### EXERCISE OBJECTIVE
Render every line of the rows below as a numbered list, skipping blank lines and leaving out the pictures.

### Coordinate annotation rows
______________________________

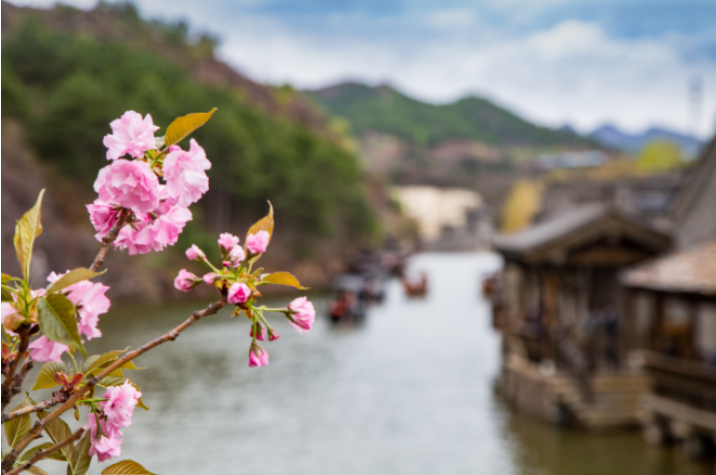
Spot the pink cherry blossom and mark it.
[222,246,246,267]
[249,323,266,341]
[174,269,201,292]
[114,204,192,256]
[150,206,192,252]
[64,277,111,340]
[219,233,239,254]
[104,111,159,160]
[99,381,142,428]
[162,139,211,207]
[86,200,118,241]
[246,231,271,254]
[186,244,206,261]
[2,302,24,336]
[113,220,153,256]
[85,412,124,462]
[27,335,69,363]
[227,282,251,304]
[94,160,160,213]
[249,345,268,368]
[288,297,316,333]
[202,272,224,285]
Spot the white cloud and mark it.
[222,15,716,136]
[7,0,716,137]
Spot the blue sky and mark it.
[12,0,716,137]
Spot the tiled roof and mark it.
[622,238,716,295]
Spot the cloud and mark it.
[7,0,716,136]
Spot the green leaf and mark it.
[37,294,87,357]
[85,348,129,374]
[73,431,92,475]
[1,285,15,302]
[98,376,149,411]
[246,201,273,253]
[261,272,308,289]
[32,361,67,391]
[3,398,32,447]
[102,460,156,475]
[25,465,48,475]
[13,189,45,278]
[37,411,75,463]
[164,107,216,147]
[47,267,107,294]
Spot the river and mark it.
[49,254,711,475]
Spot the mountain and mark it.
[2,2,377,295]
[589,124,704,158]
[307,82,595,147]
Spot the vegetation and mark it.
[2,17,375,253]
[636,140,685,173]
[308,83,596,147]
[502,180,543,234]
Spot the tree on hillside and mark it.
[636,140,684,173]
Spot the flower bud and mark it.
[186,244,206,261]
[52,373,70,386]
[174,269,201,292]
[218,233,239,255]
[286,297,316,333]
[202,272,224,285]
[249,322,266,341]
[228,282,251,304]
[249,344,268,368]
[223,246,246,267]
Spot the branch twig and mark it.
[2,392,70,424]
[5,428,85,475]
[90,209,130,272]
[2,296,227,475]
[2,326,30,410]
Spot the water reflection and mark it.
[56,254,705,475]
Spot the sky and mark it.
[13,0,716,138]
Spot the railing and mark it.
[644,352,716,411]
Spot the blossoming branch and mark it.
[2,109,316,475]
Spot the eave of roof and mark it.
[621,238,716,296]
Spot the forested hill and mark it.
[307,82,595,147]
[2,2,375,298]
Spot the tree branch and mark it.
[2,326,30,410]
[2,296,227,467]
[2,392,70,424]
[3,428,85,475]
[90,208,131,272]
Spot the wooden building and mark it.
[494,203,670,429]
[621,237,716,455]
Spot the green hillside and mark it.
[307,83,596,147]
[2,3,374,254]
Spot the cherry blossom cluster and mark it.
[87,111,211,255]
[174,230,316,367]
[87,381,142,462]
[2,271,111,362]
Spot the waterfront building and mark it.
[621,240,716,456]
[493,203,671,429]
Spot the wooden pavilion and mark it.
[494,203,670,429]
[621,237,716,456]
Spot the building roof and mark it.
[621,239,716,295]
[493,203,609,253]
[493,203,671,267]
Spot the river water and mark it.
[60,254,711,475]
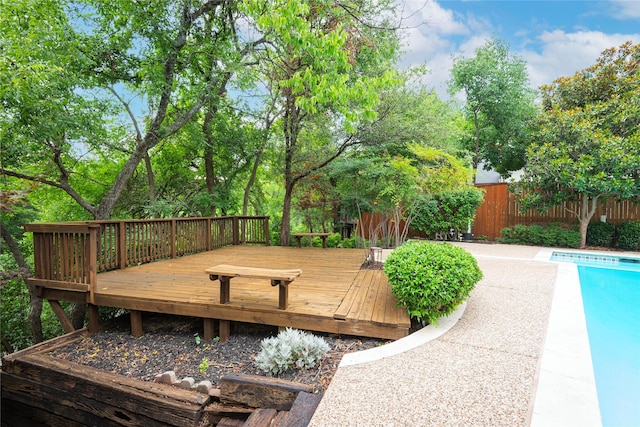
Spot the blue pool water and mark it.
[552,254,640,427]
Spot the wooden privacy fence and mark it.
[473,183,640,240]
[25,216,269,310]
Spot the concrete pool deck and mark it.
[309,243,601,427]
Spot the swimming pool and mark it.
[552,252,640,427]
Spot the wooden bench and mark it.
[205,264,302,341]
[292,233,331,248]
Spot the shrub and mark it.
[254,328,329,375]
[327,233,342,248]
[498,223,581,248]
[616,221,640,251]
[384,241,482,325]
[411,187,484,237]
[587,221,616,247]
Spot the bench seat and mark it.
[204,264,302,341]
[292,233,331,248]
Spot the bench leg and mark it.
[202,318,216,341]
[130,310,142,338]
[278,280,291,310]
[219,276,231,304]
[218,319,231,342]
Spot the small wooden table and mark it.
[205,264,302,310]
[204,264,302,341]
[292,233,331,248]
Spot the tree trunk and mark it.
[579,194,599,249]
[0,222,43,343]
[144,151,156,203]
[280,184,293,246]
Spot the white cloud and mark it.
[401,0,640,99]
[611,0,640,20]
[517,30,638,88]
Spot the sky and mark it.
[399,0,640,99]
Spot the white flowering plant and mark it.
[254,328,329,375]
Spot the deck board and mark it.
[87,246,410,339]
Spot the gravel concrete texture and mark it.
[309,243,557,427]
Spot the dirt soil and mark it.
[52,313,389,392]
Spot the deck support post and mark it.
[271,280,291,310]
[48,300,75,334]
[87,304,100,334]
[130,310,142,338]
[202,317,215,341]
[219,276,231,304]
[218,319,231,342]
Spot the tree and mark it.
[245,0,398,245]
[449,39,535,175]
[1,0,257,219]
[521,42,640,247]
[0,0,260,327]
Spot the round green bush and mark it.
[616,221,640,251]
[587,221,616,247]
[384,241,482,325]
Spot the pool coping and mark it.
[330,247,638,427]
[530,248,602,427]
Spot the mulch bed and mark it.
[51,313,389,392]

______________________________

### RESULT OF THE EXERCISE
1. Spot the pink cherry blossom and mark it.
2. [222,246,246,267]
3. [249,323,266,341]
4. [174,269,201,292]
5. [114,204,192,256]
6. [150,206,192,252]
7. [64,277,111,340]
8. [219,233,239,254]
9. [104,111,159,160]
10. [99,381,142,428]
11. [162,139,211,207]
12. [86,200,118,241]
13. [246,231,271,254]
14. [186,244,206,261]
15. [2,302,24,336]
16. [113,220,153,256]
17. [85,412,124,462]
18. [27,335,69,363]
19. [227,282,251,304]
20. [94,160,160,213]
21. [249,345,268,368]
22. [288,297,316,333]
23. [202,272,224,285]
24. Spot the white cloud and mark it.
25. [222,15,716,136]
26. [7,0,716,137]
27. Spot the blue sky and mark it.
28. [12,0,716,137]
29. Spot the tiled roof and mark it.
30. [622,238,716,295]
31. Spot the cloud and mark it.
32. [7,0,716,136]
33. Spot the green leaf and mark it.
34. [37,294,87,357]
35. [85,348,129,374]
36. [73,431,92,475]
37. [1,285,15,302]
38. [98,376,149,411]
39. [246,201,273,253]
40. [261,272,308,289]
41. [32,361,67,391]
42. [3,398,32,447]
43. [102,460,156,475]
44. [25,465,48,475]
45. [13,189,45,278]
46. [37,411,75,463]
47. [164,107,216,147]
48. [47,267,107,294]
49. Spot the river and mark it.
50. [49,254,711,475]
51. Spot the mountain and mark it.
52. [2,2,377,295]
53. [589,124,704,158]
54. [307,82,595,147]
55. Spot the vegetation and mark it.
56. [2,17,375,253]
57. [636,140,685,173]
58. [308,83,596,147]
59. [502,180,543,234]
60. Spot the tree on hillside and mark it.
61. [636,140,684,173]
62. Spot the flower bud and mark it.
63. [186,244,206,261]
64. [52,373,70,386]
65. [174,269,201,292]
66. [218,233,239,255]
67. [286,297,316,333]
68. [202,272,224,285]
69. [249,322,266,341]
70. [228,282,251,304]
71. [249,344,268,368]
72. [223,246,246,267]
73. Spot the branch twig and mark it.
74. [2,392,70,424]
75. [5,428,85,475]
76. [90,209,130,272]
77. [2,296,227,475]
78. [2,326,30,410]
79. Spot the water reflection and mark it.
80. [56,254,705,475]
81. Spot the sky and mark it.
82. [13,0,716,138]
83. Spot the railing and mark it.
84. [644,352,716,411]
85. Spot the blossoming branch and mark it.
86. [2,109,316,475]
87. Spot the eave of roof and mark it.
88. [621,238,716,296]
89. Spot the forested hill and mark it.
90. [307,82,595,147]
91. [2,2,375,298]
92. Spot the tree branch and mark it.
93. [2,326,30,410]
94. [2,296,227,467]
95. [2,392,70,424]
96. [3,428,85,475]
97. [90,208,131,272]
98. Spot the wooden building and mark it.
99. [494,203,670,429]
100. [621,237,716,455]
101. Spot the green hillside and mark it.
102. [307,83,596,147]
103. [2,3,374,254]
104. Spot the cherry blossom cluster and mark it.
105. [87,111,211,255]
106. [174,230,316,367]
107. [87,381,142,462]
108. [2,271,111,362]
109. Spot the waterfront building and mark it.
110. [621,240,716,456]
111. [493,203,671,429]
112. Spot the wooden pavilion and mark it.
113. [494,203,670,429]
114. [621,237,716,456]
115. Spot the building roof and mark it.
116. [621,239,716,295]
117. [493,203,609,253]
118. [493,203,671,267]
119. Spot the river water and mark it.
120. [60,254,711,475]
121. Spot the blue pool water and mark it.
122. [552,254,640,427]
123. Spot the wooden privacy fence and mark it.
124. [473,183,640,240]
125. [25,216,269,310]
126. Spot the concrete pool deck and mark it.
127. [309,243,601,427]
128. Spot the swimming pool and mark it.
129. [552,252,640,427]
130. Spot the wooden bench and mark it.
131. [205,264,302,341]
132. [292,233,331,248]
133. Spot the shrub and mark it.
134. [254,328,329,375]
135. [327,233,342,248]
136. [498,223,581,248]
137. [616,221,640,251]
138. [384,241,482,325]
139. [411,187,484,237]
140. [587,221,616,247]
141. Spot the bench seat and mark it.
142. [204,264,302,341]
143. [292,233,331,248]
144. Spot the bench leg and mark it.
145. [202,318,216,341]
146. [130,310,142,338]
147. [278,280,291,310]
148. [219,276,231,304]
149. [218,319,231,342]
150. Spot the small wooden table and mark it.
151. [205,264,302,310]
152. [204,264,302,341]
153. [292,233,331,248]
154. Spot the tree trunk and mark it.
155. [579,194,599,249]
156. [0,222,43,343]
157. [144,151,156,203]
158. [280,184,293,246]
159. Spot the white cloud and mark it.
160. [401,0,640,99]
161. [611,0,640,20]
162. [517,30,638,88]
163. Spot the sky and mark it.
164. [399,0,640,99]
165. Spot the white flowering plant and mark it.
166. [254,328,329,375]
167. Spot the deck board and mark it.
168. [87,246,410,339]
169. Spot the gravel concrete texture and mark it.
170. [309,243,557,427]
171. Spot the dirt soil and mark it.
172. [52,313,389,392]
173. Spot the deck support post and mark it.
174. [271,280,291,310]
175. [48,300,75,334]
176. [87,304,100,334]
177. [130,310,142,338]
178. [202,317,215,341]
179. [219,276,231,304]
180. [218,319,231,342]
181. Spot the tree and mark it.
182. [245,0,398,245]
183. [449,39,535,175]
184. [1,0,257,219]
185. [521,42,640,247]
186. [0,0,260,327]
187. Spot the round green bush and mark it.
188. [616,221,640,251]
189. [587,221,616,247]
190. [384,241,482,325]
191. Spot the pool coping and mark it.
192. [330,247,638,427]
193. [530,248,602,427]
194. Spot the mulch bed and mark it.
195. [51,313,389,392]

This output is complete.